- Problem details -
Given the entries that follow, write out exactly the lines starting at the one containing "# test: pin the overcast" and ending at the one containing "# test: pin the corn", both ends included, and only those.
(Beginning of Records to process)
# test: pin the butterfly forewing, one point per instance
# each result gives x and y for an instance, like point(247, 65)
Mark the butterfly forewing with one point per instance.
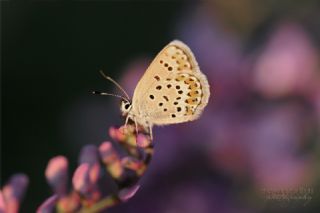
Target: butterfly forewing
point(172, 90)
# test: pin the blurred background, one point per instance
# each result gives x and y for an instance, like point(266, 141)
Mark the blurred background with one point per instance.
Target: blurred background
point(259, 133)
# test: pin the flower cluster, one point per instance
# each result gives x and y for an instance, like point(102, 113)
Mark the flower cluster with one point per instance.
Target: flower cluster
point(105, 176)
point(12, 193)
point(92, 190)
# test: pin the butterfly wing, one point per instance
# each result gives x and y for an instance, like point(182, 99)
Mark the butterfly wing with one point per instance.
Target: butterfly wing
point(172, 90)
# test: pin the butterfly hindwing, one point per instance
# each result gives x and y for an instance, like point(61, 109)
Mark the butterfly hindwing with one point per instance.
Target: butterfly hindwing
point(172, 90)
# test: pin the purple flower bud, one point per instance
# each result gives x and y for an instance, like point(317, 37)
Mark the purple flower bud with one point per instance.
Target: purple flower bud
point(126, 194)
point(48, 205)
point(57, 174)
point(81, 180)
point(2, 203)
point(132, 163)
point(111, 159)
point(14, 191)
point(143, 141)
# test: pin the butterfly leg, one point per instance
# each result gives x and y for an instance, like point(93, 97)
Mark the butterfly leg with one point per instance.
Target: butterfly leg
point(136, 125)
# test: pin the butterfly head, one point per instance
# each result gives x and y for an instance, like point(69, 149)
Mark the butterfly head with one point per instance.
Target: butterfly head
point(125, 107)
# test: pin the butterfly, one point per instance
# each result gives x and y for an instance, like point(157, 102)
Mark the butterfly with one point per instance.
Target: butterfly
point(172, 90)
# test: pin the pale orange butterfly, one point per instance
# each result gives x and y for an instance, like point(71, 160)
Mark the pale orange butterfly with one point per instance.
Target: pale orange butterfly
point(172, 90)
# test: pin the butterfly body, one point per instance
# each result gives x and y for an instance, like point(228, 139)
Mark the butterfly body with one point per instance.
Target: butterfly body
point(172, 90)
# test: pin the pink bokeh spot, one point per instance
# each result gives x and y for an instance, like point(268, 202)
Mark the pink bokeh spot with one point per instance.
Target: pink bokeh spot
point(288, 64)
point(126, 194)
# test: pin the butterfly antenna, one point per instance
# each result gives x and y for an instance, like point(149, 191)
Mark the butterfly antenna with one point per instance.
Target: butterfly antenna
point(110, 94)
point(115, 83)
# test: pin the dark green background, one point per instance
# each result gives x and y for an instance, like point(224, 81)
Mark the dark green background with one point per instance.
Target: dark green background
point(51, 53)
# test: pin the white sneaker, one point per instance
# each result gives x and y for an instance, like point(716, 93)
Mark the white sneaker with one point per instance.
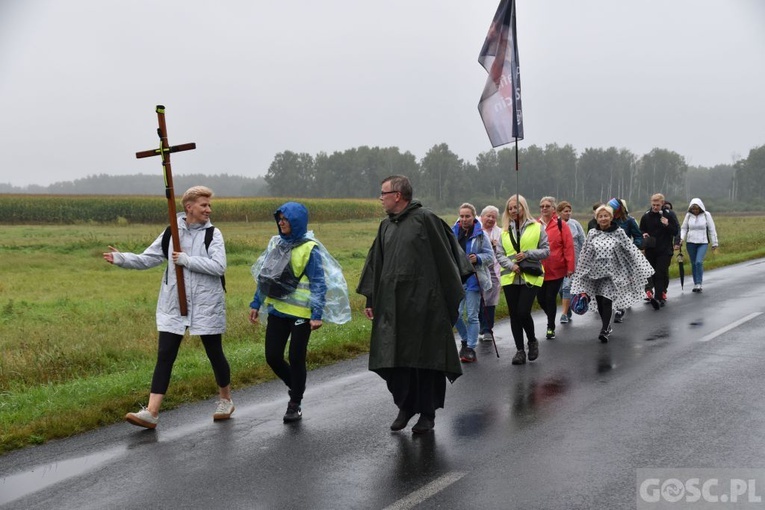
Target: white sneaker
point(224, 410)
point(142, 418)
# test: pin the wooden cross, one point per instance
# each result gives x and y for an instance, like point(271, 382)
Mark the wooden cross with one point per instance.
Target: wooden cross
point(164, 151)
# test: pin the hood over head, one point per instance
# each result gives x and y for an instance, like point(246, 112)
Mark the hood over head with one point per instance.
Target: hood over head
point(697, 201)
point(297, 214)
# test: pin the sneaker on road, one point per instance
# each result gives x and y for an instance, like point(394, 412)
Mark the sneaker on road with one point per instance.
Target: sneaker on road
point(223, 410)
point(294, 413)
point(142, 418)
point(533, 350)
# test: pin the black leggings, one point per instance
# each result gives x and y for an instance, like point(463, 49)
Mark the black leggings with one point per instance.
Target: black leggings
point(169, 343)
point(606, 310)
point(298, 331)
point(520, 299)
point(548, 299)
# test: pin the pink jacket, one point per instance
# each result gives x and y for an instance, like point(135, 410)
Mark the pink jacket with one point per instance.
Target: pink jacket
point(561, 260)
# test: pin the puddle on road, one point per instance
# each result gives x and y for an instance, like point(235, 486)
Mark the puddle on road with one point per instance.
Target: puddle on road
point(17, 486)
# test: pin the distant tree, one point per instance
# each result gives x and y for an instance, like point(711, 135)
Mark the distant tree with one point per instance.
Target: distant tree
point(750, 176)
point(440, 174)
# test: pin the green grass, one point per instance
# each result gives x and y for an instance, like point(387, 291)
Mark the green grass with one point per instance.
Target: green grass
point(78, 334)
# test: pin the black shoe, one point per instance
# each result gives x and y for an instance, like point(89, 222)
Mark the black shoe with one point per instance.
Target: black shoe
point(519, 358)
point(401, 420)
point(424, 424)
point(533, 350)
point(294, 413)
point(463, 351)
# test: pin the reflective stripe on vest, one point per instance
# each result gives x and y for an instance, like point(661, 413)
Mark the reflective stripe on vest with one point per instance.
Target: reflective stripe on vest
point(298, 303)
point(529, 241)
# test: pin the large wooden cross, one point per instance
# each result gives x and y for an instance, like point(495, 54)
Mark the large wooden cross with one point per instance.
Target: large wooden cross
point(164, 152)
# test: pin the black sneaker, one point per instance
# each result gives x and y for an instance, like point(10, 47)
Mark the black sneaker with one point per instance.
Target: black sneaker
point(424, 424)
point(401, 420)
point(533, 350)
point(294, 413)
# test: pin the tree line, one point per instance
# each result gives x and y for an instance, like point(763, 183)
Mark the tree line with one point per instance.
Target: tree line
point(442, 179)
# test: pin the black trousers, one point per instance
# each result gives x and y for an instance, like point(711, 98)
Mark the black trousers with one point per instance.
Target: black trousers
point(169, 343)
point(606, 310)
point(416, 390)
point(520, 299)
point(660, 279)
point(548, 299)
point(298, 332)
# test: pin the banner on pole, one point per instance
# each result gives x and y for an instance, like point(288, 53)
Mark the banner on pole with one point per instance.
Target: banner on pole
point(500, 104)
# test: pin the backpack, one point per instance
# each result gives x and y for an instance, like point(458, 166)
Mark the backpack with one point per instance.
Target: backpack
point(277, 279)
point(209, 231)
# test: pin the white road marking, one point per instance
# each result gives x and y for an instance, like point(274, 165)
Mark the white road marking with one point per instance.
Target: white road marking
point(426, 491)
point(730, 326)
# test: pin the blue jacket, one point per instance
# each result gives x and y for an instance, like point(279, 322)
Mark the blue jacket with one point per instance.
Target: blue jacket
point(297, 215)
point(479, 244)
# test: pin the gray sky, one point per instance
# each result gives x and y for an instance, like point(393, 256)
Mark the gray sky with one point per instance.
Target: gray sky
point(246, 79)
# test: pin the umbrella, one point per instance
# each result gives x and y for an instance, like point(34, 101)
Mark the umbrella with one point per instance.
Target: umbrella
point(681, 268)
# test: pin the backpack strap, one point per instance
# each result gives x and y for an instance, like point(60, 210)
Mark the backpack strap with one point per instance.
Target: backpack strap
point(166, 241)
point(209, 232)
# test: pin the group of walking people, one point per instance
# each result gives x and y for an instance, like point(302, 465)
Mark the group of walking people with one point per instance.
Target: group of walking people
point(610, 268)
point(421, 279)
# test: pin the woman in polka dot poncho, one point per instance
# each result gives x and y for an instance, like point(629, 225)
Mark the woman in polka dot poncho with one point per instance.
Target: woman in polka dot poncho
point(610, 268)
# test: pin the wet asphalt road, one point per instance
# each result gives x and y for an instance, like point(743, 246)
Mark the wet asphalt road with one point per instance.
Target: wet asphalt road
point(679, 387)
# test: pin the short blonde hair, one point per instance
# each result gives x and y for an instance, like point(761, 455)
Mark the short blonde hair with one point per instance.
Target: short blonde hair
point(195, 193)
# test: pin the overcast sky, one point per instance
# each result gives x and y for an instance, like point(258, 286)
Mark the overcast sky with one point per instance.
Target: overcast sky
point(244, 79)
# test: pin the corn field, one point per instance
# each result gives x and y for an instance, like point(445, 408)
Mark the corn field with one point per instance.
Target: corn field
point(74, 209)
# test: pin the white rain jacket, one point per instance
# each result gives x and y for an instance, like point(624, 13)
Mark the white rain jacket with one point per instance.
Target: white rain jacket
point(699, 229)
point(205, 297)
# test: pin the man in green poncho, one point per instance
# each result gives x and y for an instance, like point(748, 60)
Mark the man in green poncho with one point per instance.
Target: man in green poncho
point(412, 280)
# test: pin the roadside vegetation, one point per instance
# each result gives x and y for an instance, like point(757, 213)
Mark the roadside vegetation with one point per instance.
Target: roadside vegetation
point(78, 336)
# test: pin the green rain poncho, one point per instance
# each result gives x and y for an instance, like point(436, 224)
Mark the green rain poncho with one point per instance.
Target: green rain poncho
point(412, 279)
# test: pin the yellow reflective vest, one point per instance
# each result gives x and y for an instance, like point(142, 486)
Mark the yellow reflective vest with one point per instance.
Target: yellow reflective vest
(End of Records to process)
- Result -
# test: pin the overcast sky, one point per instance
# each result gives x and y for an instance, like point(258, 286)
Mark the overcast sky with one point per instance.
Target: overcast sky
point(244, 79)
# test: pin the corn field, one point per instance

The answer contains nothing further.